(Excerpts of location labeling data)
..............................
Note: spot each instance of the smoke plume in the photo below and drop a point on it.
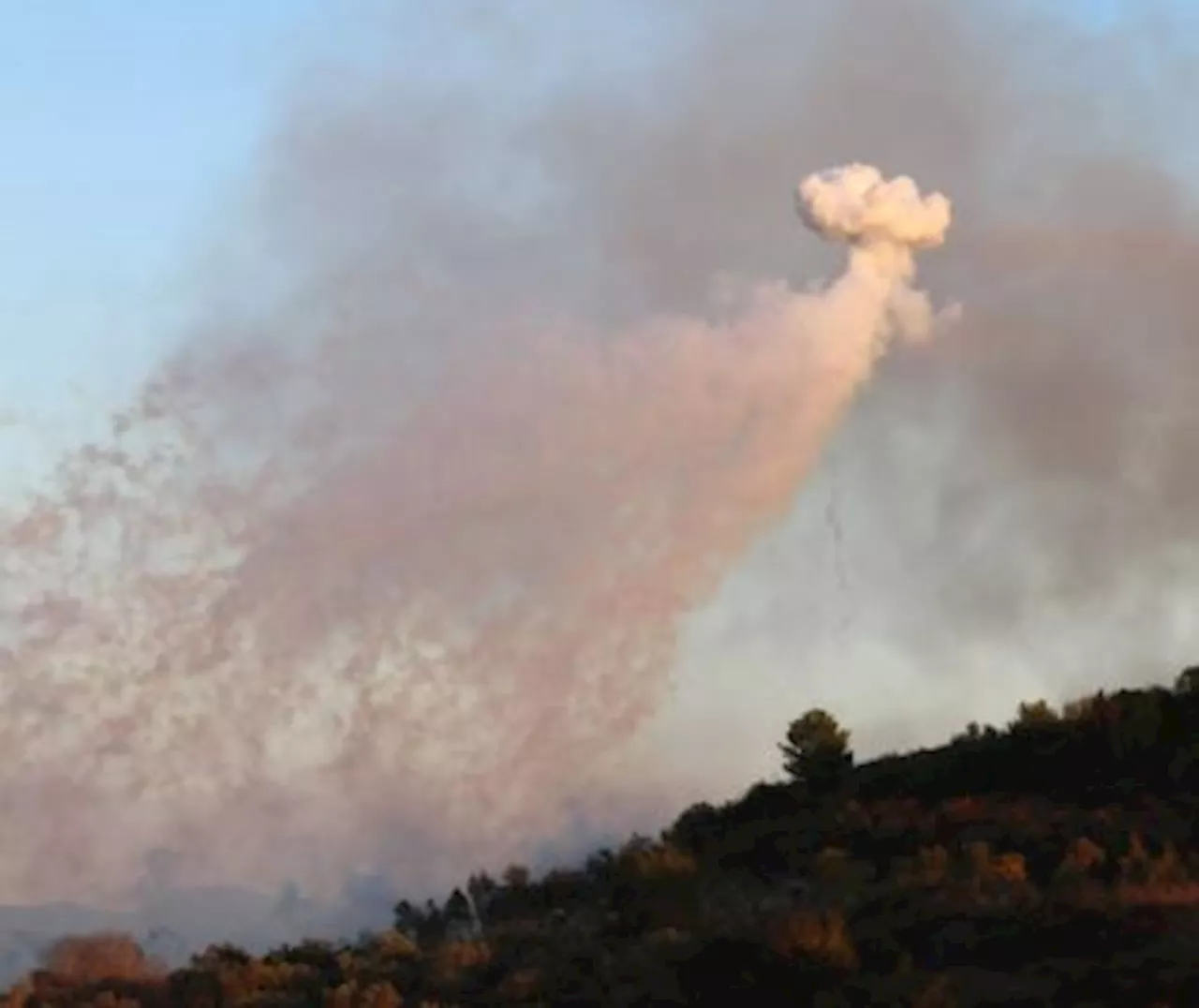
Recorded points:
(457, 614)
(487, 436)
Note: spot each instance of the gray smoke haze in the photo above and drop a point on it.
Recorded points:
(391, 565)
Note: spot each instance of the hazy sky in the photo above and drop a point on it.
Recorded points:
(128, 129)
(125, 127)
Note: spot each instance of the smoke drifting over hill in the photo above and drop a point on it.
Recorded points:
(390, 558)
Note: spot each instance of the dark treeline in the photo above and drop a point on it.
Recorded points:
(1053, 861)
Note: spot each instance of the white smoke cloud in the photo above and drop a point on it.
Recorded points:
(454, 615)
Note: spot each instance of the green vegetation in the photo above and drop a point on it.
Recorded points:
(1052, 862)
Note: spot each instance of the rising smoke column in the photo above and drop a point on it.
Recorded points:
(452, 617)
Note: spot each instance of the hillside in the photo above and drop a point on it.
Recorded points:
(1054, 861)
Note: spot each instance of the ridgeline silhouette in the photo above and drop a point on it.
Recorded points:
(1053, 861)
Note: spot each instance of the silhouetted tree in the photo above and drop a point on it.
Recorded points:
(1187, 682)
(817, 753)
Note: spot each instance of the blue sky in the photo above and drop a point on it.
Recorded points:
(125, 125)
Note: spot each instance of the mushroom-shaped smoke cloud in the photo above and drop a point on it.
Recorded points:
(409, 642)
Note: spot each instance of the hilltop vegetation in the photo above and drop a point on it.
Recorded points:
(1054, 861)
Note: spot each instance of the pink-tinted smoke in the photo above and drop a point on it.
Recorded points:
(276, 652)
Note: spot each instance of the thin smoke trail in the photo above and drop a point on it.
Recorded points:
(469, 599)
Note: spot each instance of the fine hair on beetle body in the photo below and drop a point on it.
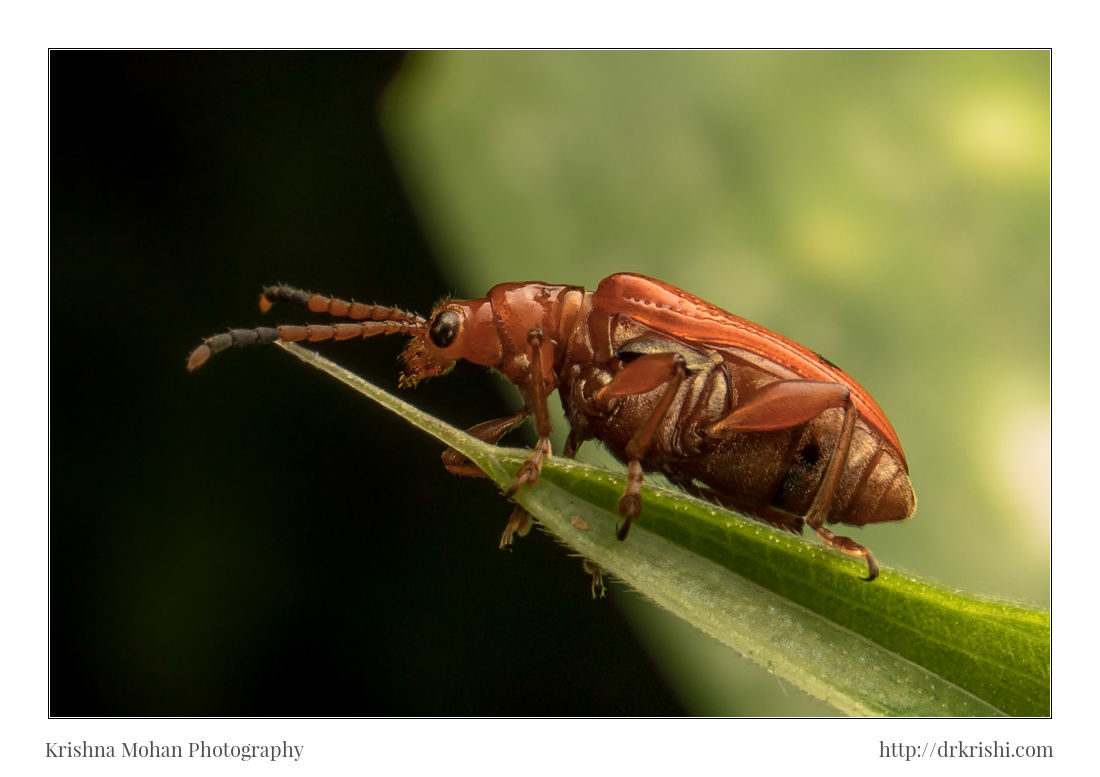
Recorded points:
(725, 408)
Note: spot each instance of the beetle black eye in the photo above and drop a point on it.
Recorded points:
(443, 329)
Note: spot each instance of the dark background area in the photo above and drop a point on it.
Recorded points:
(254, 538)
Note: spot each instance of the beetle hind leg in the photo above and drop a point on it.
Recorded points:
(849, 546)
(645, 373)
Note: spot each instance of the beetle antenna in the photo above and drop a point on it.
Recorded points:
(312, 332)
(372, 319)
(337, 308)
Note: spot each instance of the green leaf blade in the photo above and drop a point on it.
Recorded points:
(898, 646)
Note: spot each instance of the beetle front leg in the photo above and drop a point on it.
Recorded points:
(487, 431)
(530, 469)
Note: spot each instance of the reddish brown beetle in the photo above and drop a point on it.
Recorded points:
(725, 408)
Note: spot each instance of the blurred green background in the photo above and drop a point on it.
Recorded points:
(253, 540)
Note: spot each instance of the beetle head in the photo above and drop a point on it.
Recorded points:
(457, 329)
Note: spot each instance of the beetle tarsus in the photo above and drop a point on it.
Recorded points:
(849, 546)
(598, 590)
(531, 468)
(519, 524)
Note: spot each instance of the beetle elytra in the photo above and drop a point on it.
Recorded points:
(725, 408)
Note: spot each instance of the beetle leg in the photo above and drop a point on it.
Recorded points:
(649, 365)
(519, 524)
(487, 431)
(598, 591)
(823, 500)
(530, 469)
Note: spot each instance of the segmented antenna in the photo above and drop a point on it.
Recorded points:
(372, 319)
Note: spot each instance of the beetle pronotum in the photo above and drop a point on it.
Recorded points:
(725, 408)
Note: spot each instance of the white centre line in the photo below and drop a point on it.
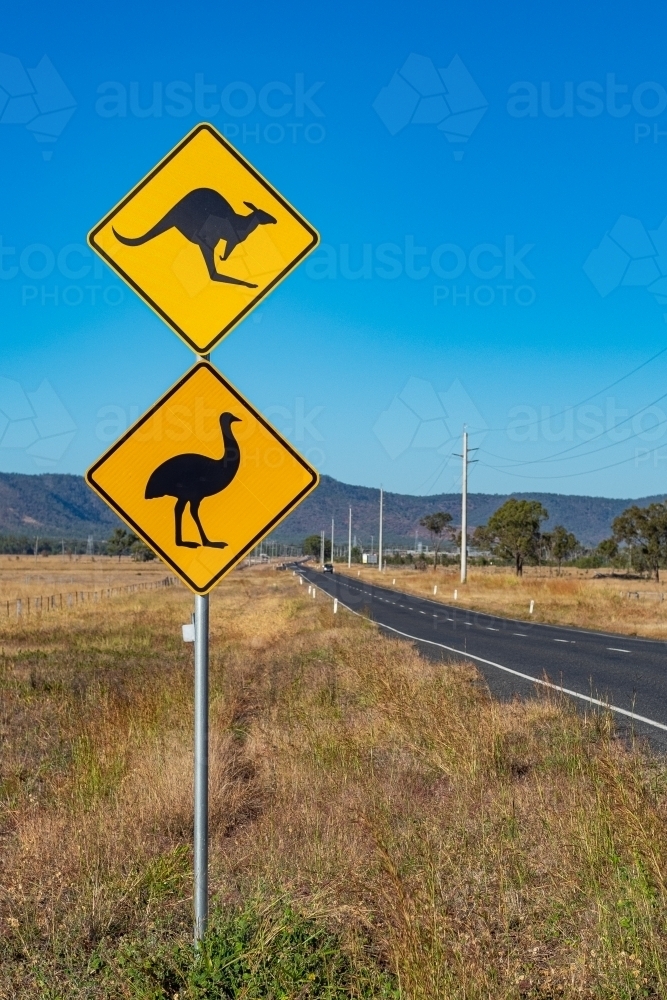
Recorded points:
(527, 677)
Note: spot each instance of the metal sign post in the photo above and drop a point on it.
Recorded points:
(201, 766)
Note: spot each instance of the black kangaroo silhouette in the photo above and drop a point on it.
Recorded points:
(192, 477)
(204, 217)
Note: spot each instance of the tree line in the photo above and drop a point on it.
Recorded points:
(513, 534)
(121, 542)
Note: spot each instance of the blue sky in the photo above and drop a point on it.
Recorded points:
(489, 188)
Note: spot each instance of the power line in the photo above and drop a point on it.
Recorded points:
(565, 451)
(484, 430)
(564, 475)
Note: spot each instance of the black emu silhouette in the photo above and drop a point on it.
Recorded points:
(190, 478)
(204, 217)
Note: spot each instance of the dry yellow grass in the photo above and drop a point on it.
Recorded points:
(469, 849)
(569, 599)
(41, 576)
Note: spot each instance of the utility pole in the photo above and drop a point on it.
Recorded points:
(464, 506)
(380, 535)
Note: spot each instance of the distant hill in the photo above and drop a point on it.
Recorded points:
(589, 518)
(56, 506)
(53, 506)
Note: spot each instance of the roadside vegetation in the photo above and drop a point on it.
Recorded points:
(380, 827)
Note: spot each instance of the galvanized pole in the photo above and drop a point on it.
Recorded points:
(380, 537)
(201, 766)
(464, 511)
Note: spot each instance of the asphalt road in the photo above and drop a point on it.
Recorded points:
(626, 674)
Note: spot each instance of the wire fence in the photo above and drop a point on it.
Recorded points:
(20, 606)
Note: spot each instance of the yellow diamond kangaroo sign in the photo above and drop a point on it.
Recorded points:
(202, 477)
(203, 238)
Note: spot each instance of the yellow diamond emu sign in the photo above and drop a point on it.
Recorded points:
(203, 238)
(202, 477)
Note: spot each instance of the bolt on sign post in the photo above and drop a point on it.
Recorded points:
(202, 477)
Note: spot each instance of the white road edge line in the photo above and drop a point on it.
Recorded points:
(508, 670)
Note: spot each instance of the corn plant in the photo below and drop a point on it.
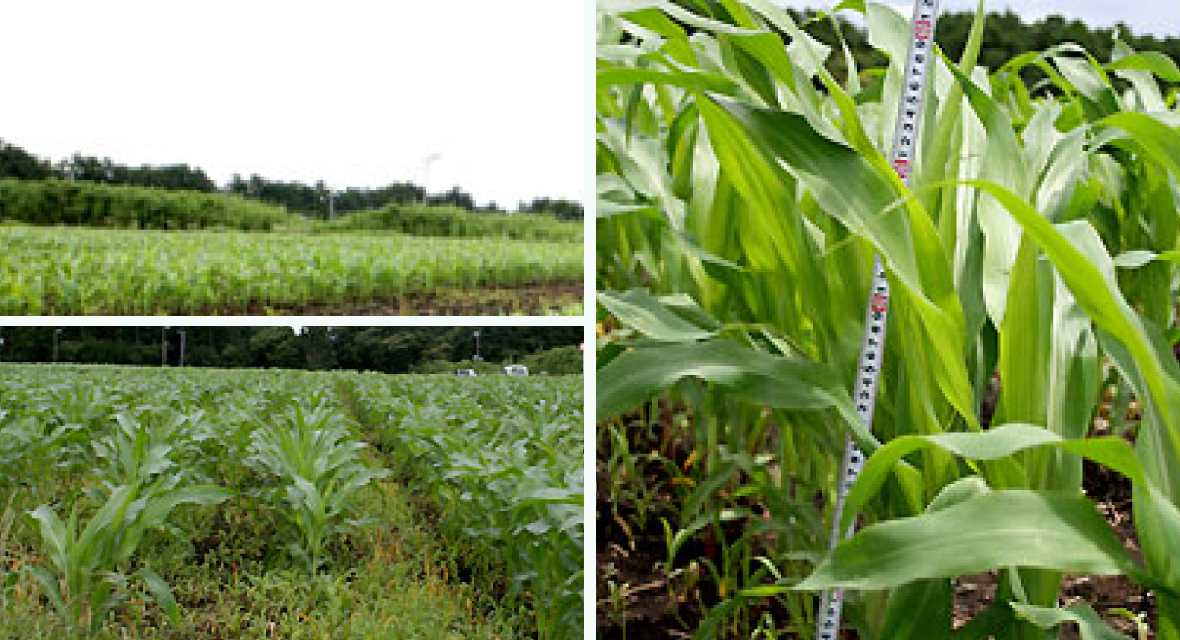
..............................
▶ _Written task_
Rewrite the rows from the first one through the line containing "(1052, 862)", changing "smoke" to "steam" and keeping everything else the same. Leave out the picture placeholders.

▶ _The completed task_
Note: spot each instance of the steam plume in the photo below and drop a point on it.
Recorded points:
(457, 614)
(487, 436)
Note: spot each instance of the gray steam haze in the photo above and drop a point on it.
Recorded points:
(391, 565)
Note: spot each instance of the hazy sky in the photo above and drop a point on it.
Recorded points:
(128, 129)
(125, 127)
Note: spot each instance of the steam drifting over hill in the photo above and drop a point on it.
Recorded points:
(390, 558)
Note: spot each instance of the dark treeline in the photo above and drop a point on it.
Recorded points:
(1053, 861)
Note: spot each instance of the white steam cloud in the photo above and drop a point on it.
Recorded points:
(454, 615)
Note: spot each instance of the green vegetation in the photo above and drop a point on it.
Recorded points:
(1052, 862)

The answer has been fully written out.